Excerpt to read:

0:58 An ad perfectly cut you off at "The simp" and I was waiting excitedly for what you were going to say about simps and coding once the ad ended. My disappointment is immeasurable.
This deep dive into optimization was fantastic! Keep up the great content Prime.
Thank you . Great content. I’m not very proficient with material related to any STEM type of work but I was very interested in this video
Another upload. You love to see it.
yaya!
3:51 you get cache locality with vectors too, it's more about accessing the heap which takes longer than accessing on the stack since everything is known compile time as opposed to having to look up the page (might not or might not be in the TLB), deferencing, etc.
I think a step you missed in your explanation that would make the approach more clarifying is to mention explicitly that you want to use each bit to represent whether a certain character has been seen, and that you use the character's ordinal representation modulo 32 to determine the index of the bit this information is stored in. I think it's worth remarking that you can only do this because all the characters in your input are adjacent in their ordinals and there is less than 32 of them (or else you'd get position clashes).
Sameeee.
Still don't understand the those "you can skip stuff if there are duplicates" why is this? Because our string doesn't have them? Or??
Subscribed, Thanks for the quality content
Awesome video, thank you! I love it when you dive into the lower-level aspects of programming. Also a nice reminder that approximations can obfuscate significant differences.
Bit manipulation is how I solved the memory issue in my "because I can" project, that was a virtual filesystem.
I had to store a map of all free and allocated sectors, and having a byte for each of them would result in 1GB of memory used for every 1TB of space... Quick fix and now it's roughly 130MB, accounting for all overhead for during mapping and splitting the sector maps, and other memory-saving things I did...
Moral of the story is that bit manipulation is such a nifty trick to get around memory access time issues, especially when there is a lot ot memory calls needed to perform something.
Not only do you cut on your (quite expensive) memory calls, but also move a large chunk of your task into the cache.
step 1: remove the `sleep(10) # replace with algorithm`
I have 0 understanding of wtf are you doing but i'm enjoying this so much for some reason, great vid!
man you just say "blazingly fast" and i automatically click the like button.
omg i just realized i did that too
The going backwards to skip large number of characters was likely inspired by the Boyer-Moore string-search algorithm, which is also what powers "grep". It's actually faster to grep for long strings than it is to grep for short strings because of this optimization. Longer search strings let you skip faster.
1606240% faster does NOT mean its 1.6 million times faster.
ya 16K time faster
David's version is a clever use of the Boyer-Moore heuristic of good suffix for string pattern matching
My dad makingan algorithm to save 2 dollars at the mall
small correction at 5:41 c%32 will result in a value between
1 and 26
since (a)97%32 = 1
and
(z)122%32= 26
so total of 26 possibilities (letters of the alphabet)
another form of optimization would have been creating a custom binary type of 26 bits
and doing the same thing (correct if i’m wrong)
Also don’t know if it’s possible but maybe mapping each character to a 5 bit type (32 possibilities closest power of 2 to 26) and then doing the window comparasion technique might also add some speed not 100% sure.
The array solution is the one I would have come up with, but I think there may be a little room for improvement there, depending on what the compiler is already doing with that code.

Material provided:
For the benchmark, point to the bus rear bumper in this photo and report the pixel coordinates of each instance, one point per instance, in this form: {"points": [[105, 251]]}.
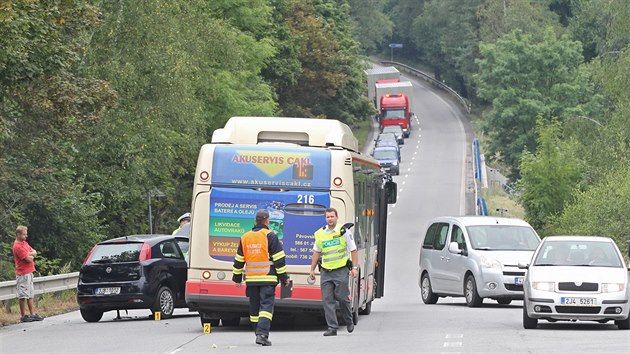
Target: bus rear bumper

Challenges:
1. In the comment thread about optimization, roughly how much memory did the virtual filesystem's sector map use after the bit manipulation fix?
2. Please extend the comment thread about optimization with a few more comments that follow its last one.
The listing is separate material and not part of the comment thread about optimization.

Answers in order:
1. Roughly 130MB.

2.
I love this style of rust. It looks pretty confusing at first sight but it's much better than for loops with random looking operations. The algorithms kick ass. And the browsing through at low level was pretty neat as well. It's pretty wild to consider how a human would just look at the 15th value and say "I've seen that already" instead of comparing all of them individually. Despite being pretty slow at some things, human brain just keeps amazing with all its optimizations.
The Perez algorithm was really cool, I only recently saw it explained somewhere but I didn't understand it originally nor did I remember it. What surprises me is that it isn't part of standard algorithms.
Honestly I expected to see a mind-bending mathematically motivated algo but this is still very impressive
This video shows perfectly why I love writing high performant code. You get to be creative: Use your existing knowledge, e.g. the Boyer Moore algorithm for string matching, to come up with solutions for new problems. Know the internals of the underlying system to select the right data structures. All theory aside, you have to actually test and experiment. Measure something odd? Then fire up that compiler and check the assembly. It just never gets boring!
Most exciting
Could you show your code that used all of your threads? I would like to learn more about how to use threads on a program.
its on my github, advent of code (let me link the code in the description)
You are presenting everything with such an ease, and it is highly understandable to me, self-taught (no university degree) DevOps engineer. If you were my teacher in high school I would be probably working for NASA or Roskosmos now... Make a course related to Rust development, Rust for beginners or similar...
I watched this all unfold on twitch but love having the video here to review. As someone that didn't get a formal education in CS, this low level stuff is so helpful to be able to return to.
byte % 32 can be optimized away with byte & (0b11111). Not sure if the compiler optimizes that away.
it does (i believe)
ahh so that's why (x % 32) is better than (x - 'a')
@@ThePrimeagen cool. Good to know that you write clear code and the compiler rewards you.
I had the binary method in mind, but you explained it beautifully, and benny implemented it much better than what i would do.
Though, i'm just a junior with 0 work experience, but with 6 years of programming experience
Tbh this might be my favorite video of you so far. Very well explained, hats off to you! Also congratz to David for the solution, very clever stuff!
The idea of iterating from the back of the window reminds me of the Boyer Moore algorithm for substring search.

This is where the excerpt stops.